[THE TASK] Continue the pruning guide for purple coneflower 'Magnus' from where it ends.

[TEXT EXCERPT]
Purple coneflower 'Magnus' (Echinacea purpurea 'Magnus')
Foto: Eric Hunt / Wikimedia Commons / CC BY-SA 4.0

When to prune?

The perennial purple coneflower 'Magnus' is pruned in March and November.

With perennials, pruning is really seasonal management.

You don't prune perennials the way you prune shrubs. The work happens at three moments: (1) deadheading spent flower stems during the season to encourage repeat bloom, (2) optionally cutting back to about 10–15 cm above ground in late autumn, and (3) clearing all the old foliage in March before the new shoots emerge. Many gardeners now deliberately leave the old growth standing through winter — it protects the crown and shelters overwintering insects. Which approach to choose depends on taste and species: evergreen perennials (hellebore, bergenia) look better left alone, while wet-rotting species (hosta) need to come down after the first frost.

[GIVEN RECORDS]
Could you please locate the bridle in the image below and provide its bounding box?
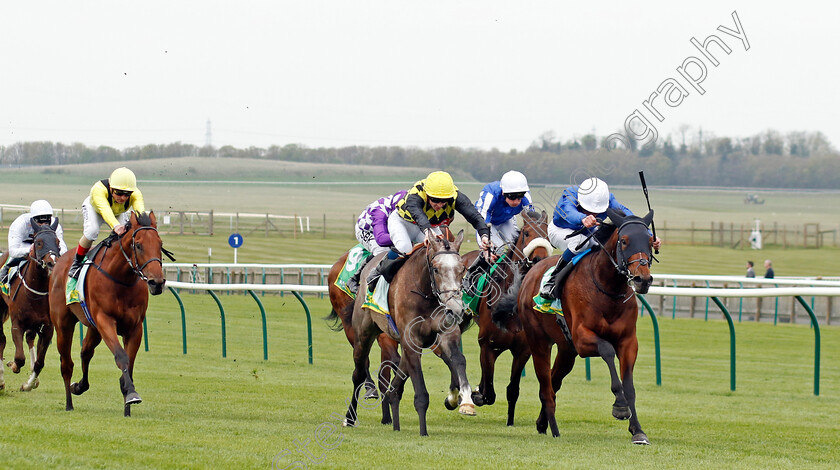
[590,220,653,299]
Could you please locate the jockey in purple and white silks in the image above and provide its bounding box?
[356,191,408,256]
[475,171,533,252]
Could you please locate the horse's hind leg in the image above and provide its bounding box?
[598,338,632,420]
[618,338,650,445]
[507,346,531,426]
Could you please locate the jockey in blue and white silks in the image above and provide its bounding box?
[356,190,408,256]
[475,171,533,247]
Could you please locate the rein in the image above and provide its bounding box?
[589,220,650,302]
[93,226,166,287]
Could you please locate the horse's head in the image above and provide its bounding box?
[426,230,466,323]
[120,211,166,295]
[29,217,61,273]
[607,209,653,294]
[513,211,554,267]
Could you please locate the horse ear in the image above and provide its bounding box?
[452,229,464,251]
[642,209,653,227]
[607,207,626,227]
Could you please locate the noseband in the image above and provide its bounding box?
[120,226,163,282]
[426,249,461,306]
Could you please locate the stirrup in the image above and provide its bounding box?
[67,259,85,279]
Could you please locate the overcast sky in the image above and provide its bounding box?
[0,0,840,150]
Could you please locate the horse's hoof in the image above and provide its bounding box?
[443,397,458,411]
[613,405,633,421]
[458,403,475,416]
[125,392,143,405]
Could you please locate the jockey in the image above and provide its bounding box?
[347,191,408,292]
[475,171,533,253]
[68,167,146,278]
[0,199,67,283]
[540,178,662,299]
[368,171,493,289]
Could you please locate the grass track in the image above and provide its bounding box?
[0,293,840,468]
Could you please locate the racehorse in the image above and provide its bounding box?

[YOUR RESPONSE]
How to prune purple coneflower 'Magnus'

Echinacea 'Magnus' benefits from light pruning at two points in the year: March and November. The approach differs depending on the season and your garden priorities. In November, after flowering has finished and the first frosts have blackened the foliage, you can cut back the spent stems to around 10 cm above ground level. However, many gardeners prefer to leave the seed heads standing through winter. The dried cones provide food for goldfinches and other seed-eating birds, and the architectural skeletons look attractive rimmed with frost. If you choose to leave them, defer cutting back until March. In March, before new growth emerges in earnest, cut back any remaining dead stems to just above the crown. Use clean, sharp secateurs to make neat cuts. Remove all the previous year's growth but take care not to damage the new shoots, which will be visible as small green rosettes at the base. This is also the time to tidy up any winter damage and clear away dead leaves or debris around the crown, which can harbour slugs and disease. Deadheading during the flowering season—from mid-summer into late summer—is optional. Removing spent blooms as they fade encourages a few more flowers and keeps the plant looking tidy, but it's not essential for the health of 'Magnus'. If you want to balance wildlife value with a longer display, deadhead some stems and leave others to set seed. Echinaceas do not require the hard pruning or shaping needed by shrubs; a simple annual cut-back is all that's necessary.

Common mistakes

Cutting back too early in spring

Late frost can still strike and the old foliage protects the crown. Wait until the first new shoots are visible (usually mid-March) — then you know the season has actually started.

Skipping deadheading

Hardy geranium, salvia, lupin and delphinium will give a second flush if you cut spent stems back to just above a pair of healthy leaves as soon as the first flowers fade.

Cutting ornamental grasses down in autumn

The dry stems are the whole point of winter interest, AND they protect the crown from frost and waterlogging. Cut down to a fist's height only in late February.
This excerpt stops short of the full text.